* YOUR OBJECTIVE:
Could you echo every line of the data below, word for word and unchanged?
======== RECORDED INFORMATION ========
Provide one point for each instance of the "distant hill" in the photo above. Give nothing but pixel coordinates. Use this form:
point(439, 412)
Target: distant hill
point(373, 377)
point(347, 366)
========
* RESPONSE:
Provide one point for each instance of the "distant hill" in the photo above. Give nothing but pixel coordinates. Use this form:
point(439, 412)
Target: distant hill
point(373, 377)
point(347, 366)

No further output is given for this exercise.